- Teks Bacaan -
<<<<
Pola Pikir Kritis sebagai Konsekuensi Logis dari Demokrasi Masih Belum Diberi Ruang, Apa yang Perlu Dilakukan?

Problem Analyse Solution

Semarang, Idola 92.6 FM – Memajukan potensi Sumber Daya Manusian (SDM) menjadi arah pembangunan pemerintahan Presiden Joko Widodo. Namun, di sisi lain—sejumlah kalangan budayawan dan pemikir sosial menilai, ruang mental masyarakat seolah makin menyempit. Akibatnya, gagasan-gagasan yang seharusnya berkembang menjadi pemikiran yang maju dan terdepan dihentikan. Hal itu misalnya, bisa dilihat dengan masih adanya pembubaran diskusi buku di kampus atau sebuah forum.

Contoh lain adalah upaya deradikalisasi yang selama ini dilakukan pemerintah. Pemikiran radikal yang dalam arti sebenarnya berarti pemikiran yang mendasar ataupun pemikiran yang maju, kini justru dimaknai sebagai ancaman yang perlu ditangkal. Padahal, paradigma yang salah tersebut dapat menghambat terjadinya diskusi yang mengedepankan akal sehat dan pola pikir kritis di masyarakat terutama di institusi pendidikan.
>>>>
- Data Hasil Ekstraksi -
<<<<
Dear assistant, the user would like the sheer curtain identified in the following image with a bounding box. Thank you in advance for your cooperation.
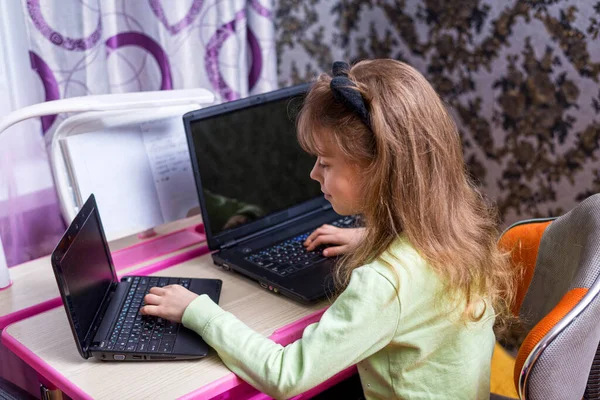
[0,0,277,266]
>>>>
<<<<
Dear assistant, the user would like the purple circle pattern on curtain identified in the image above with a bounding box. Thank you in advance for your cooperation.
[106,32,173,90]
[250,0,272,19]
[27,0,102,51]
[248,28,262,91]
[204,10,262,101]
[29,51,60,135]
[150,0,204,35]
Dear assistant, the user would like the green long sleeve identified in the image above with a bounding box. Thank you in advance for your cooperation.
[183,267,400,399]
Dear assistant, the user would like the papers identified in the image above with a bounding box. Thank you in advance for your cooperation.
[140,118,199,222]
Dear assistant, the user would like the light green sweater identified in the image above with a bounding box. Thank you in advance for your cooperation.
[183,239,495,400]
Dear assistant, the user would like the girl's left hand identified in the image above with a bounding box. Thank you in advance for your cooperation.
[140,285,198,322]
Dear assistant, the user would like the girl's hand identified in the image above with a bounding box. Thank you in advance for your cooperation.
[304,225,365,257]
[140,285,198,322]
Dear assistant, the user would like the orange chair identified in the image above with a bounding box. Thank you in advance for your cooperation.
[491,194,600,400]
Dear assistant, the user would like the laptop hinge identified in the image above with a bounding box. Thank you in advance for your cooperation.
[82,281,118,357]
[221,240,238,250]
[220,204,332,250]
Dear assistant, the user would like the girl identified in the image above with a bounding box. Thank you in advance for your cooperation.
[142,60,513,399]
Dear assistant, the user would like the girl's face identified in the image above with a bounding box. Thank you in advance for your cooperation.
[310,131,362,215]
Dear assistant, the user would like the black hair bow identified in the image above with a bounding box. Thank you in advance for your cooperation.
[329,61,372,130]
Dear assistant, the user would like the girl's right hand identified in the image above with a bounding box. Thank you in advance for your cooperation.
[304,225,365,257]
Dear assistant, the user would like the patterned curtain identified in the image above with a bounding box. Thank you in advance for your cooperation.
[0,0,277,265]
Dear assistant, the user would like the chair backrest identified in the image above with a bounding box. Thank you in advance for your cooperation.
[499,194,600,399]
>>>>
<<<<
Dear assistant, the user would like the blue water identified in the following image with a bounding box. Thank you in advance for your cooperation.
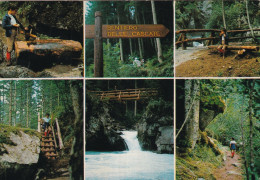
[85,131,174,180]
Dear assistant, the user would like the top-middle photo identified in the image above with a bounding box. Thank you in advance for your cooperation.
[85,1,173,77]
>>>>
- Soal dan Tugas -
- a) Ganti "sheer curtain" dengan "thin curtain" pada catatan, mulai dari baris yang memuat "Dear assistant, the user would like the sheer" sampai baris yang memuat "[0,0,277,266]", lalu tuliskan kembali baris-baris itu saja tanpa perubahan lain. Gambar tidak perlu disertakan dalam jawaban.
- b) Lanjutkan teks tentang pola pikir kritis dalam demokrasi dari bagian terakhirnya.

- Hasil Latihan -
- a)
Dear assistant, the user would like the thin curtain identified in the following image with a bounding box. Thank you in advance for your cooperation.
[0,0,277,266]

- b)
Menumbuhkan Pola Pikir Kritis Masyarakat itu, lawan dari pola pikir dukung mendukung junjungan alias Kultus. Cara dukung mendukung membuat masyarakat “mabok” dan membenarkan apapun yg dilakukan junjungannya. Sementara pola pikir kritis itu, justru bermodal skeptisme.

Lantas, manakala pola pikir kritis sebagai konsekuensi logis dari demokrasi, dipandang masih belum diberi ruang, lalu, apa yang perlu dilakukan? Bagaimana pula menumbuhkan pola pikir kritis di masyarakat?

Guna menjawab pertanyaan-pertanyaan itu, Radio Idola Semarang mewawancara Radhar Panca Dahana (Budayawan/ Pendiri dan Koordinator Mufakat Budaya Indonesia) dan Halili (Direktur Riset Setara Institute/ Dosen Fakultas Ilmu Sosial UNY). (Heri CS)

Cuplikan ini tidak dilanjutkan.